▸ Data for this exercise:
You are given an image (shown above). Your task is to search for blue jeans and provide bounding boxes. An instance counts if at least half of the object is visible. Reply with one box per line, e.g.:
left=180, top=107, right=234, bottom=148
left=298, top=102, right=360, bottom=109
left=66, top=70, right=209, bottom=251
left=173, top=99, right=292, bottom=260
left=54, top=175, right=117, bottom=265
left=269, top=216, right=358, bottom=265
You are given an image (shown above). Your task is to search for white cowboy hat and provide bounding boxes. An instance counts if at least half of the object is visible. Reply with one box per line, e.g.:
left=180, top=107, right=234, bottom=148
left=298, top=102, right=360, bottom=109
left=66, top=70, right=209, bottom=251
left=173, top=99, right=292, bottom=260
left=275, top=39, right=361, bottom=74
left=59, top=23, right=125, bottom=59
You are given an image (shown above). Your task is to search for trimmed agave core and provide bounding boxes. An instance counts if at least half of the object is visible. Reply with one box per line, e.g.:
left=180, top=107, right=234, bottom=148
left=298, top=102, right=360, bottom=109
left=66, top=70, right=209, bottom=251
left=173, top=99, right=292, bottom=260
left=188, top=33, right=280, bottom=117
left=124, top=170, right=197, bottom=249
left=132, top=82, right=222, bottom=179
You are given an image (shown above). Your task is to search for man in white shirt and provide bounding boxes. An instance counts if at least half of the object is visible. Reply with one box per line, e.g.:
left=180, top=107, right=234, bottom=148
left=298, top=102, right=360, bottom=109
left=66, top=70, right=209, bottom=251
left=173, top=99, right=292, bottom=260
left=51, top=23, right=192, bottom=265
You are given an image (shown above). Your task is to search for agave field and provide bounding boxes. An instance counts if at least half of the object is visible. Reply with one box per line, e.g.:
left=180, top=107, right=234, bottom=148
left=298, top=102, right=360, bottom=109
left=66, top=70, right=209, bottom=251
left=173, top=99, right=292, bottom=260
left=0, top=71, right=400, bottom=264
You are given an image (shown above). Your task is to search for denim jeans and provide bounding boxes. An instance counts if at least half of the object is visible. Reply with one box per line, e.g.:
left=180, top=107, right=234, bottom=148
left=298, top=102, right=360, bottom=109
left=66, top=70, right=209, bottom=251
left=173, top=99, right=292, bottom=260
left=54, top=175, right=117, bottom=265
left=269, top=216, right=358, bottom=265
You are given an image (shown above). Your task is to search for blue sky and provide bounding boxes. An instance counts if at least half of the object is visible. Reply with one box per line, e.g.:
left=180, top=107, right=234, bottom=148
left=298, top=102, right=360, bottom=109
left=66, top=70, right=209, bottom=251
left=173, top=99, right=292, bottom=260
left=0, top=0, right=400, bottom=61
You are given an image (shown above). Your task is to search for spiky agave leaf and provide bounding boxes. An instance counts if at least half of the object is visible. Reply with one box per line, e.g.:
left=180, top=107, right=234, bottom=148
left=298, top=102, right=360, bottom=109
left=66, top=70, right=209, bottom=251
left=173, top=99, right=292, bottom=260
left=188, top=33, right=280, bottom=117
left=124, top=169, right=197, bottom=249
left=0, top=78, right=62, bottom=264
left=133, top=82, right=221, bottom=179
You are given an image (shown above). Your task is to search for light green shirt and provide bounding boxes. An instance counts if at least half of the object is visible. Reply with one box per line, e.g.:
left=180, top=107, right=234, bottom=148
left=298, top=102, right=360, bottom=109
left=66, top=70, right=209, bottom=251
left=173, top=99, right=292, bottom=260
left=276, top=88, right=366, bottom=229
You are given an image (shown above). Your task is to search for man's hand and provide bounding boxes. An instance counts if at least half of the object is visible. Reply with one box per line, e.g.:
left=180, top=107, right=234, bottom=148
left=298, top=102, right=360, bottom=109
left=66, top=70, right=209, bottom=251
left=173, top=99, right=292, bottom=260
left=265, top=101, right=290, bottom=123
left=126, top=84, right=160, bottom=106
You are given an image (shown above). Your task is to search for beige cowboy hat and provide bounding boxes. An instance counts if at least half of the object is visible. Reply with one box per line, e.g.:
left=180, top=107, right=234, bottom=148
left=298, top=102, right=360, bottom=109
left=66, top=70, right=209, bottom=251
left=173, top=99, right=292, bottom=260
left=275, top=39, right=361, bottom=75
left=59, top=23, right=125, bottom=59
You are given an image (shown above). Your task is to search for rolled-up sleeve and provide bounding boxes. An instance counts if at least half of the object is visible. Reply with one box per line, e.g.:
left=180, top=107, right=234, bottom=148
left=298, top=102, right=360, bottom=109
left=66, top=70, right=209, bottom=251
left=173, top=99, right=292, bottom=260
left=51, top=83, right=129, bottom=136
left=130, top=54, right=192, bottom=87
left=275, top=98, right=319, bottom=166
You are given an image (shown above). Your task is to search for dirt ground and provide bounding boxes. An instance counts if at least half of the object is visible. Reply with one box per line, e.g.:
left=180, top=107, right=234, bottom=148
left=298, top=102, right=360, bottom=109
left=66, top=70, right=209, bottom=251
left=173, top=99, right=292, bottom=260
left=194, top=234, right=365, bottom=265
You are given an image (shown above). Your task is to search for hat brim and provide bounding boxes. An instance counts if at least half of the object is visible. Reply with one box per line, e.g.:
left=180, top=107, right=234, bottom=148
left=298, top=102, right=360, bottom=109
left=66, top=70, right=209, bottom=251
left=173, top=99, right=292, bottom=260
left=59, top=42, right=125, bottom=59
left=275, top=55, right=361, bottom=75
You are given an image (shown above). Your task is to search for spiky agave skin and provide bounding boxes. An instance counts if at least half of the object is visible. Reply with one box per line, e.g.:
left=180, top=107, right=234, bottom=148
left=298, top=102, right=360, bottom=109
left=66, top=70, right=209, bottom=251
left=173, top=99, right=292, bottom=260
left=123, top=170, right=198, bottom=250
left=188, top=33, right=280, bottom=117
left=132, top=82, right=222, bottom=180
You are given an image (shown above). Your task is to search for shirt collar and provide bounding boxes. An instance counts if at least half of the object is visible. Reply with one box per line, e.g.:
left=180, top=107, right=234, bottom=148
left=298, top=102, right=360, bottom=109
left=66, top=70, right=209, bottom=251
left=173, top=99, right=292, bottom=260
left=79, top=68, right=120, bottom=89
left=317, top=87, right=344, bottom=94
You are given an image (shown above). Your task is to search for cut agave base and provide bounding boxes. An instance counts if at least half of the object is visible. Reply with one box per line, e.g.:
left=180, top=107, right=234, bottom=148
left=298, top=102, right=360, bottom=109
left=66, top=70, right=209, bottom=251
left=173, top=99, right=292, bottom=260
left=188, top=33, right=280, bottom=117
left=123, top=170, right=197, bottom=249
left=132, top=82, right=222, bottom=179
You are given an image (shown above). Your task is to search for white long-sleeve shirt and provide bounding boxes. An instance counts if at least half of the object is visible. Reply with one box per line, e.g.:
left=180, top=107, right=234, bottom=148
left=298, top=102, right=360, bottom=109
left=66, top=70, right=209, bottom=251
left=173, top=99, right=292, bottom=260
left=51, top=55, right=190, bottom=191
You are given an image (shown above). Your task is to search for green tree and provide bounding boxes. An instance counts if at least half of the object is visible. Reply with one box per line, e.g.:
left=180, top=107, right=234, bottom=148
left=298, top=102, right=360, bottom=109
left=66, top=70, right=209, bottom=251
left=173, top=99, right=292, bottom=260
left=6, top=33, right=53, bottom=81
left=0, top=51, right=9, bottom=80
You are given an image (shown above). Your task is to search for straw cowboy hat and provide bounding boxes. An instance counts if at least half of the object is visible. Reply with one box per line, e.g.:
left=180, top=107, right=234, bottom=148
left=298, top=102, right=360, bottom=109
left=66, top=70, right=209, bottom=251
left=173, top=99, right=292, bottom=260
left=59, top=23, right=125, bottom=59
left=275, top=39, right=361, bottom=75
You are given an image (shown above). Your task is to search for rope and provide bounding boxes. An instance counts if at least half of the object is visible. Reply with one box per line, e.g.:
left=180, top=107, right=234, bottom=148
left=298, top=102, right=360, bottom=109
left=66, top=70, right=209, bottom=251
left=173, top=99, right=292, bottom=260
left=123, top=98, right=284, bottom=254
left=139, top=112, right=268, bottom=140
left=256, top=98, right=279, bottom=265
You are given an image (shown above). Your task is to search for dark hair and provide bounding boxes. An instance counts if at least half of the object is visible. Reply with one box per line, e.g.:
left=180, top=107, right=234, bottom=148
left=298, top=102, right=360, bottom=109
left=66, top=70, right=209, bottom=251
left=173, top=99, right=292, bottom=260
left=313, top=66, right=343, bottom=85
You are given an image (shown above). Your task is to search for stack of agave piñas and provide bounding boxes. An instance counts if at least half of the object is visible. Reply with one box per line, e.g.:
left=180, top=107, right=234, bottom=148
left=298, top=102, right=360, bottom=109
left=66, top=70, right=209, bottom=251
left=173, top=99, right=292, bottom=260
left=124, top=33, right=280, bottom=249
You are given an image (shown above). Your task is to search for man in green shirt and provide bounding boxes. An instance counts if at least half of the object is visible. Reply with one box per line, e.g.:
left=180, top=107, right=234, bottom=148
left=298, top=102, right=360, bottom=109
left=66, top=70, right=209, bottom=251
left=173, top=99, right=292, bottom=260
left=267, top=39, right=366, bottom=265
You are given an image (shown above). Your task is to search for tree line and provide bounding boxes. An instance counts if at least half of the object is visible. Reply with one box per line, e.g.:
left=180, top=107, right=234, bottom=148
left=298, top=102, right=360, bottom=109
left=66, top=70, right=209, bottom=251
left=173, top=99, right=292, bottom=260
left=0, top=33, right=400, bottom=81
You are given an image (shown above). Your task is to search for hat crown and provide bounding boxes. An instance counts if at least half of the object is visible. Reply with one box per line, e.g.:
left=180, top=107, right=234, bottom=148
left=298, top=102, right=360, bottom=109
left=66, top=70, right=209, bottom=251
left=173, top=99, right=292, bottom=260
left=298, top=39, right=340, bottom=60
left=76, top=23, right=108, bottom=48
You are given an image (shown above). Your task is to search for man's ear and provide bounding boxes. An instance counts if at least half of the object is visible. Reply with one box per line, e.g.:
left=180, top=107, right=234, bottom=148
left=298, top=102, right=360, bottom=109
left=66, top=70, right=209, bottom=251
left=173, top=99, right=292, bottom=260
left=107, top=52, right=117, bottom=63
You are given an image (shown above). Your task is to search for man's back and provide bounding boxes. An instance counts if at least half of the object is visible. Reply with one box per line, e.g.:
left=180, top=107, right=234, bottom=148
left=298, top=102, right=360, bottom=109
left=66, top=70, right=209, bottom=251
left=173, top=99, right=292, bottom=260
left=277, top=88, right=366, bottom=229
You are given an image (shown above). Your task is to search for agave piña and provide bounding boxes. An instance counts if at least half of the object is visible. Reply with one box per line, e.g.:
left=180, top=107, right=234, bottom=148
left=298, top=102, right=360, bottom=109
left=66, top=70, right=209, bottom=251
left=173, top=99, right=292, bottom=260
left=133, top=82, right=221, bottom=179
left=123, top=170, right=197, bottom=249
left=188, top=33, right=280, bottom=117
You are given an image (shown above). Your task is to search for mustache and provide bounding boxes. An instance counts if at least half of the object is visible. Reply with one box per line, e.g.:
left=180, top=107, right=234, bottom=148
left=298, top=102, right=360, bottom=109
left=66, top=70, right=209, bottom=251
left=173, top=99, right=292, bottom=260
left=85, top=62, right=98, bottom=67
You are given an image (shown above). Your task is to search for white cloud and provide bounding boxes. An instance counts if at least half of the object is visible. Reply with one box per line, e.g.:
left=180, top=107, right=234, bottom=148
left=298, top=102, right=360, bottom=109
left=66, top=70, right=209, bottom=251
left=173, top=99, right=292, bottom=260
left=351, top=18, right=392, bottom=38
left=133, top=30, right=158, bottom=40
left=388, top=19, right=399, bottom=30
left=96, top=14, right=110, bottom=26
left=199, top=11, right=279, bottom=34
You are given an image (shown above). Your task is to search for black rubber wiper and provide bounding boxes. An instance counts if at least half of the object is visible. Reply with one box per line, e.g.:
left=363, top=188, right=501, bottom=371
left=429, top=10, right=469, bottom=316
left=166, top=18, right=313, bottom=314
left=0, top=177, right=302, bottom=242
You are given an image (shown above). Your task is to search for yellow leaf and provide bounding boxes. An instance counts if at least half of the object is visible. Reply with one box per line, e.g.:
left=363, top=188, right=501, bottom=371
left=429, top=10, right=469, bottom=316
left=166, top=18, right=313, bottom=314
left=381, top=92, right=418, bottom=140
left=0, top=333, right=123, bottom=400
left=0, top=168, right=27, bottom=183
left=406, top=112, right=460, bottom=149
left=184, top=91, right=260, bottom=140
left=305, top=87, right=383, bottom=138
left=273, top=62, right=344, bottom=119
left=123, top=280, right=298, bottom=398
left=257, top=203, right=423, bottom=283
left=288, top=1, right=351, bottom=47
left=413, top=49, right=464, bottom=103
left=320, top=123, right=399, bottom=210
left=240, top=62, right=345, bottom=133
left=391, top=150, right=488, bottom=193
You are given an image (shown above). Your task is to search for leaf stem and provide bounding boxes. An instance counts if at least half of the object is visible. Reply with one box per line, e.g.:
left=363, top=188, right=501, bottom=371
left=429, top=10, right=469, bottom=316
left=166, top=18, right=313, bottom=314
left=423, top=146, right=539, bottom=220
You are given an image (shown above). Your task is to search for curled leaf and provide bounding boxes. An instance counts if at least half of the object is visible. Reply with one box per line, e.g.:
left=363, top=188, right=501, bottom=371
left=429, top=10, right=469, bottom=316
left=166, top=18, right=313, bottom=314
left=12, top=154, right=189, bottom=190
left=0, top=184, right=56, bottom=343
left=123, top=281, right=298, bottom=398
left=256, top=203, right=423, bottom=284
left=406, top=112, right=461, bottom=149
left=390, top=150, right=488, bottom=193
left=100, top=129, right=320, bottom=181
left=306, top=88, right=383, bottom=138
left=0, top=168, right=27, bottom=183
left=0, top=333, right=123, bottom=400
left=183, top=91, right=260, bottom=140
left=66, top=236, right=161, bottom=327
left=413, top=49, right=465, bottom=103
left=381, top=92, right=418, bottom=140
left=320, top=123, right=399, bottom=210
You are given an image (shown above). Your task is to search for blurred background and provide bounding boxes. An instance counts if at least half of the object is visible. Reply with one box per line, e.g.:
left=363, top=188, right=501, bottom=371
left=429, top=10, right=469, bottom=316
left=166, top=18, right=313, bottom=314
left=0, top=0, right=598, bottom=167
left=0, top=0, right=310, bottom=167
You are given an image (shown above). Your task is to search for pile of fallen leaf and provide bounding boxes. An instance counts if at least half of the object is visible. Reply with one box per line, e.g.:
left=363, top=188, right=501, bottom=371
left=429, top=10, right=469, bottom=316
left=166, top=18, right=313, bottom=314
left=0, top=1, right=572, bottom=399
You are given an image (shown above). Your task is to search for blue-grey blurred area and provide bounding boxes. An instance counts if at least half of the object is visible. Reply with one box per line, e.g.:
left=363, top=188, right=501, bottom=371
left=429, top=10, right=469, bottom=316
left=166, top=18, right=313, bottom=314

▸ Stated problem: Copy the material from the line containing "search for dark" through the line containing "left=124, top=33, right=280, bottom=249", swapping "search for" for "look for" and changing nothing else.

▸ Response to this exercise:
You are given an image (shown above). Your task is to look for dark hair and provide bounding boxes. An instance counts if at least half of the object is visible. Reply with one box per line, e.g.:
left=180, top=107, right=234, bottom=148
left=298, top=102, right=360, bottom=109
left=66, top=70, right=209, bottom=251
left=173, top=99, right=292, bottom=260
left=313, top=66, right=343, bottom=85
You are given an image (shown above). Your task is to look for stack of agave piñas and provide bounding boxes. An instance counts if at least half of the object is visible. Reply with one box per line, e.g.:
left=180, top=107, right=234, bottom=148
left=298, top=102, right=360, bottom=109
left=66, top=70, right=209, bottom=251
left=173, top=99, right=292, bottom=260
left=124, top=33, right=280, bottom=249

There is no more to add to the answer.